TEXT:
"""
Regular Expressions
This section describes the regular expression syntax supported by the ABBYY Mobile Capture SDK engine for capturing custom data fields (see How to Capture a Custom Data Field).
Note: All matches are always greedy (match as much as possible). The search stops at the first match: if a string contains two or more substrings matching your regular expression, only the first one (closest to the beginning) is matched.
Supported syntax
Pattern | Syntax | Examples and comments |
---|---|---|
Literal | any character or text, except metacharacters \^$.|?*+()[{ |
pill matches "pill" in "caterpillar" Metacharacters are part of regular expression syntax; to match these literally, you have to escape them with a backslash. If you want to match 1+1, the correct expression is 1\+1 — otherwise "+" has a special meaning. |
Any character | . (dot) | s.t matches "sat", "sit" but not "seat" |
Character set | [] | gr[ae]y matches both "gray" and "grey" but not "greay" |
Character range in a set | - (minus) | [0-9] matches a single digit concatenation is allowed: [a-zA-Z0-9] matches an alphanumeric character |
Negated character set | [^] | [^0-9] matches anything that is not a digit |
Shorthand classes | \s — any whitespace \S — anything that is not a whitespace \d — any digit \D — anything that is not a digit \w — a word character, which includes alphanumerics and punctuation marks \W — a non-word character \R — a new line character or the CR LF sequence \v — a new line character but not the CR LF sequence \V — a non-new line character \h — a horizontal white space character \H — anything except horizontal white space |
|
Non-printable characters | \n — line feed LF \r — carriage return CR \t — tab character \f — form feed \a — bell character \u0007 \e — escape character |
|
Unicode character | \uFFFF \x{FFFF} |
\u20AC or \x{20AC} matches the euro currency sign. |
Character by its hexadecimal index | \xFF | \xA9 matches the copyright character in the Latin-1 character set |
Alternation | | | abc|123 matches either "abc" or "123" |word matches either an empty string "" or "word" |
Repetitions | + * ? {n} {n,m} {n,} {,m} |
+ matches once or more times Note that all repetitions are greedy (prefer to match as much as possible): c.+r will match "caterpillar", not stopping with "cater". If you want to match up to the first occurence of a certain character, use its negation: c[^r]+r will match "cater" in "caterpillar". |
Grouping | () | (word)+ matches "word", "wordword" and so on |
Unsupported syntax
The following regular expression syntax features are not yet supported in ABBYY Mobile Capture SDK:
- Anchors: ^ (beginning of a line), $ (end of a line), \b (word boundary) and its negation \B, and other.
"""
EXERCISE DETAILS:
Rewrite the part of the regular expressions text that begins with the words containing "Regular Expressions" and ends with "Custom Data Field).", changing "engine" to "library". Rely only on the regular expressions text.

SOURCE DATA:
"""
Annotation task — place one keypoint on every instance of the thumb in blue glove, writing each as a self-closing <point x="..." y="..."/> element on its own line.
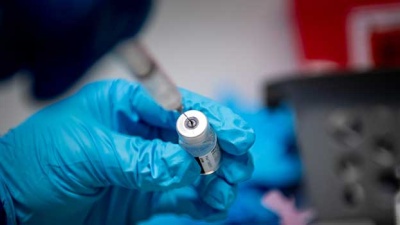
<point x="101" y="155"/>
"""
EXERCISE OUTPUT:
Regular Expressions
This section describes the regular expression syntax supported by the ABBYY Mobile Capture SDK library for capturing custom data fields (see How to Capture a Custom Data Field).